▸ **WORK INSTRUCTION**
Output each entry verbatim. Leave the images out.

━━━━━━━━

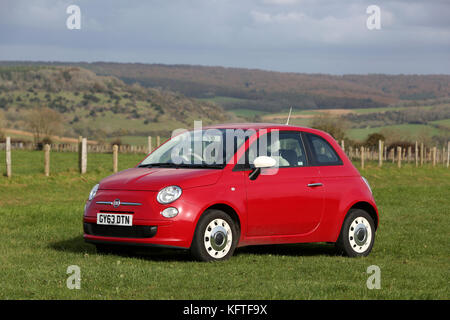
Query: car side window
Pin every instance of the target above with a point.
(322, 151)
(287, 150)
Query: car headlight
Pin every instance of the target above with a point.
(168, 194)
(93, 192)
(367, 184)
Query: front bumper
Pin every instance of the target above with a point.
(149, 226)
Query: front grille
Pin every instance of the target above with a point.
(119, 231)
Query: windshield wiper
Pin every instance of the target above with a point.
(161, 165)
(181, 165)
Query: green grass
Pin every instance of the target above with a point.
(41, 235)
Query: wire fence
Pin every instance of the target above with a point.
(82, 157)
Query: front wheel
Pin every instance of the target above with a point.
(215, 238)
(357, 234)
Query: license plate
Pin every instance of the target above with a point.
(114, 219)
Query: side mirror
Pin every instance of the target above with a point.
(259, 163)
(264, 162)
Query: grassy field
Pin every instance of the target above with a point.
(41, 235)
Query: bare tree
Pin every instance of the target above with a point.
(44, 122)
(335, 126)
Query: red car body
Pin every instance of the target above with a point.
(273, 209)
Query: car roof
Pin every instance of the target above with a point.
(257, 126)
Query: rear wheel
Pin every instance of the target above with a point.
(357, 234)
(215, 238)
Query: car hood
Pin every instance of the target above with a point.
(154, 179)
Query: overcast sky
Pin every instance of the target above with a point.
(312, 36)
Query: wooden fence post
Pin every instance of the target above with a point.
(149, 142)
(448, 153)
(115, 158)
(83, 168)
(362, 157)
(47, 160)
(380, 153)
(434, 156)
(80, 139)
(8, 157)
(416, 154)
(421, 154)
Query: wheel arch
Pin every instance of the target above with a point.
(229, 211)
(369, 208)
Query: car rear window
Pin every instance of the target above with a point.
(322, 151)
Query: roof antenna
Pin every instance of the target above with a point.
(289, 116)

━━━━━━━━

▸ **FINISHED EXERCISE**
Query: car side window
Pin every instance of the target above with a point.
(322, 151)
(287, 150)
Query: car headlight
Pin every instance of the target above with a point.
(168, 194)
(93, 192)
(367, 184)
Query: front bumper
Pin every instance of the target above with a point.
(149, 226)
Query: front grille
Pin every instance of the target above with a point.
(119, 231)
Query: windshield wiper
Pin every instance of the target above with a point.
(161, 165)
(181, 165)
Query: green grass
Pin every instance of the target above with a point.
(41, 235)
Query: wire fence
Pin every instance of the target above with a point.
(82, 157)
Query: front wheel
Pin every instance of the target above with a point.
(215, 238)
(357, 234)
Query: license plate
Pin every instance of the target above with a point.
(114, 219)
Query: side mirror
Pin every instance of the target above with a point.
(259, 163)
(264, 162)
Query: grassy field
Pin every instance of the target above with a point.
(41, 235)
Query: bare tree
Pin every instance of the target above with a point.
(44, 122)
(335, 126)
Query: red car body
Pin every instance of the target above with a point.
(273, 209)
Query: car roof
Pin every instance of the target above with a point.
(257, 126)
Query: rear wheel
Pin every instance of the target above with a point.
(357, 234)
(215, 238)
Query: car hood
Pin every instance of the target above with a point.
(154, 179)
Query: overcast sky
Pin every instance of the target above with a point.
(312, 36)
Query: wooden fence post
Pin every instance of the target above with a point.
(149, 142)
(448, 153)
(115, 158)
(83, 168)
(362, 157)
(47, 160)
(380, 153)
(434, 156)
(80, 139)
(8, 157)
(416, 154)
(421, 154)
Query: wheel arch
Pin every instance of the target above with a point.
(229, 211)
(369, 208)
Query: car rear window
Pin every instance of the target above with a point.
(322, 151)
Query: roof antenna
Pin every instance of the target above with a point.
(289, 116)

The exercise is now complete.